**DATASET EXTRACT**
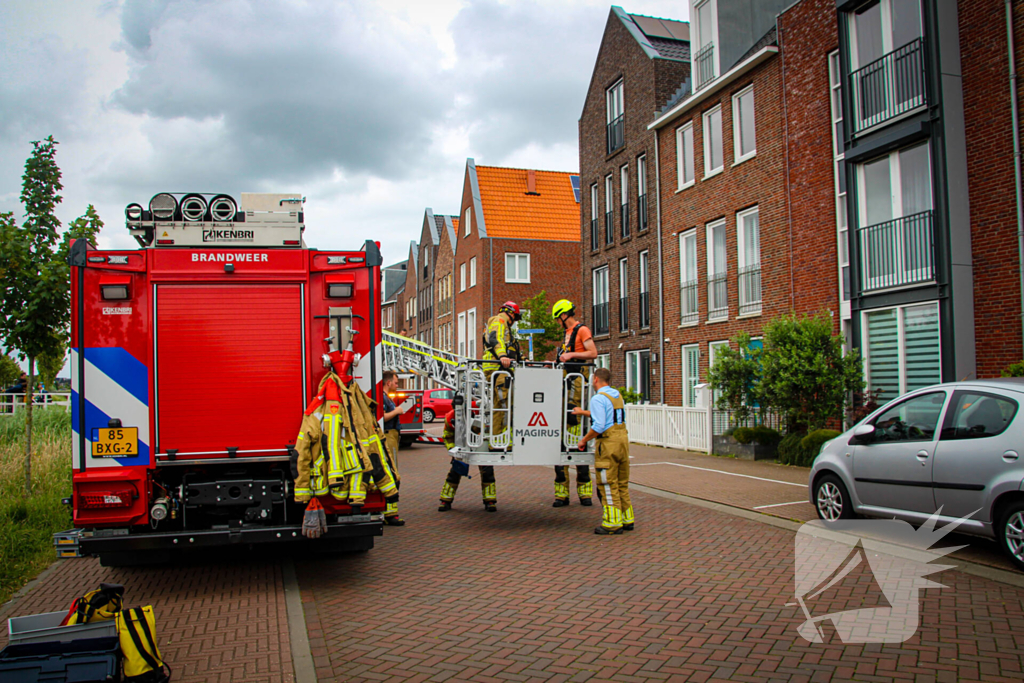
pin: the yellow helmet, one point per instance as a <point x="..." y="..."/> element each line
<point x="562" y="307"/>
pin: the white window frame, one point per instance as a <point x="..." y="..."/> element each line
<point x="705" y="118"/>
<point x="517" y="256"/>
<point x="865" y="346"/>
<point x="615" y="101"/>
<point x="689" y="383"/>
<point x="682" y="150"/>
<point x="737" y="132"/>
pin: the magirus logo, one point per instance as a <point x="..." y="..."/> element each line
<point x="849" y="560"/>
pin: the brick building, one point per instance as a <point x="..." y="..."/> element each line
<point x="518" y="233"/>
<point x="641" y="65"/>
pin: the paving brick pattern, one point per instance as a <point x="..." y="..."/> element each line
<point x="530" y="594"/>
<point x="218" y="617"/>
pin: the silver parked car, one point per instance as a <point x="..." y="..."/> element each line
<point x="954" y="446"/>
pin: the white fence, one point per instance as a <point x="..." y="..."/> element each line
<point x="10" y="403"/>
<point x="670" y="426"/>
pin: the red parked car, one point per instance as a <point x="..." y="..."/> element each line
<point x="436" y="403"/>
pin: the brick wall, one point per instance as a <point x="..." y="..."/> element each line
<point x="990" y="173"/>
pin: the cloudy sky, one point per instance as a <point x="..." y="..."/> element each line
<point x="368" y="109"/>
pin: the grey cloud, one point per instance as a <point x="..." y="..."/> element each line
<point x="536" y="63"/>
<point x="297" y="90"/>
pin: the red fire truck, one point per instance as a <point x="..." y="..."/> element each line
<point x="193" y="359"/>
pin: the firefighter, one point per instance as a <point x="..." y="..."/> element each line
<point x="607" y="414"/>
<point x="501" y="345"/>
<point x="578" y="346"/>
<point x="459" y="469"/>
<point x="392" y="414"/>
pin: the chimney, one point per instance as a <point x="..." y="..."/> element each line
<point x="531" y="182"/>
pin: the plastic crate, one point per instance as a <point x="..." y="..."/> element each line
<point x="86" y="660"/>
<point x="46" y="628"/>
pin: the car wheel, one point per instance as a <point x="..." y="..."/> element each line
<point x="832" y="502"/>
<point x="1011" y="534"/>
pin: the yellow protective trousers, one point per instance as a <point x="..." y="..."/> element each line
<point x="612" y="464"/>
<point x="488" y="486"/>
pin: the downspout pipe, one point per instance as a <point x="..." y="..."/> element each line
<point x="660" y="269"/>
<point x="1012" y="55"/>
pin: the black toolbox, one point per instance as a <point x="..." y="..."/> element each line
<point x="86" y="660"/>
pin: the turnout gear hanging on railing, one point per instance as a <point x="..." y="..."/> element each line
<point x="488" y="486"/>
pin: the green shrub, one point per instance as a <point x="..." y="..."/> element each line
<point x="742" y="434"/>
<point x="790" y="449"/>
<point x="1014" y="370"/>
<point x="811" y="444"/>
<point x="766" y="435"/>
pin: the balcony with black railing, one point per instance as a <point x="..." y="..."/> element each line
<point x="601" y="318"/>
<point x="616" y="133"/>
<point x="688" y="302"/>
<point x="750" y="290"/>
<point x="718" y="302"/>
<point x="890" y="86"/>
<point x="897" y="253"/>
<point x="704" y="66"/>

**EXERCISE OBJECTIVE**
With the pictures omitted, reproduce the records in full and exactly.

**SOLUTION FOR THIS PROBLEM**
pin: the yellow helmet, one point per instance as a <point x="..." y="..."/> element each line
<point x="562" y="307"/>
pin: the white window frame, one point per instance as a <point x="..." y="..."/> element each line
<point x="705" y="118"/>
<point x="517" y="256"/>
<point x="865" y="346"/>
<point x="615" y="101"/>
<point x="689" y="383"/>
<point x="682" y="150"/>
<point x="737" y="132"/>
pin: the magirus logo, one point per instance as a <point x="..." y="..."/> element each line
<point x="849" y="560"/>
pin: the brick building, one point per instance as a <point x="..." y="..."/> element each line
<point x="518" y="233"/>
<point x="641" y="65"/>
pin: the paving brick pattern, one point per instance as a <point x="..." y="..."/> element each line
<point x="530" y="594"/>
<point x="218" y="617"/>
pin: the silver parked car, one point per instance as a <point x="..." y="..."/> element each line
<point x="954" y="446"/>
pin: the white fence, one point per instance as a <point x="..." y="..."/> element each line
<point x="10" y="403"/>
<point x="670" y="426"/>
pin: the red parked car, one point per instance as a <point x="..." y="..."/> element each line
<point x="436" y="403"/>
pin: the brick wall, one point per instance as a <point x="..." y="..."/> element each line
<point x="990" y="173"/>
pin: the cloudy sky, one point per instance as a <point x="..." y="..."/> element each line
<point x="368" y="109"/>
pin: the grey cloud, one point per instance as a <point x="..." y="..."/> element each line
<point x="536" y="63"/>
<point x="297" y="90"/>
pin: the red fire truck, one point per instance as a <point x="..." y="..."/> element each line
<point x="193" y="359"/>
pin: the firefighter, one point per instance as a <point x="..." y="..."/> element each line
<point x="607" y="414"/>
<point x="501" y="345"/>
<point x="578" y="346"/>
<point x="459" y="469"/>
<point x="392" y="414"/>
pin: the chimney, one point per instance as a <point x="..." y="..."/> element each line
<point x="531" y="182"/>
pin: the plastic crate, one point per instance as a <point x="..." y="..."/> element each line
<point x="86" y="660"/>
<point x="46" y="628"/>
pin: the car wheel, one point per instance as a <point x="..." y="..."/> element each line
<point x="832" y="502"/>
<point x="1011" y="534"/>
pin: the yellow protective trousers, one point per instance as a <point x="..." y="..."/> element each line
<point x="612" y="464"/>
<point x="488" y="486"/>
pin: the downspout pipe, one point per instance as a <point x="..." y="..."/> element each line
<point x="660" y="269"/>
<point x="1012" y="55"/>
pin: the black toolbox, one point per instance as a <point x="..." y="..."/> element each line
<point x="86" y="660"/>
pin: the turnout gear hanging on railing, one point per instance as a <point x="..." y="..."/> element each line
<point x="488" y="486"/>
pin: the green shrub, one point per instance as a <point x="..." y="..."/> element each line
<point x="742" y="434"/>
<point x="790" y="449"/>
<point x="1014" y="370"/>
<point x="811" y="444"/>
<point x="766" y="435"/>
pin: the balcony with black railing, one point per instance as a <point x="..." y="..."/> element each line
<point x="601" y="318"/>
<point x="616" y="133"/>
<point x="688" y="302"/>
<point x="750" y="290"/>
<point x="718" y="302"/>
<point x="890" y="86"/>
<point x="897" y="253"/>
<point x="704" y="66"/>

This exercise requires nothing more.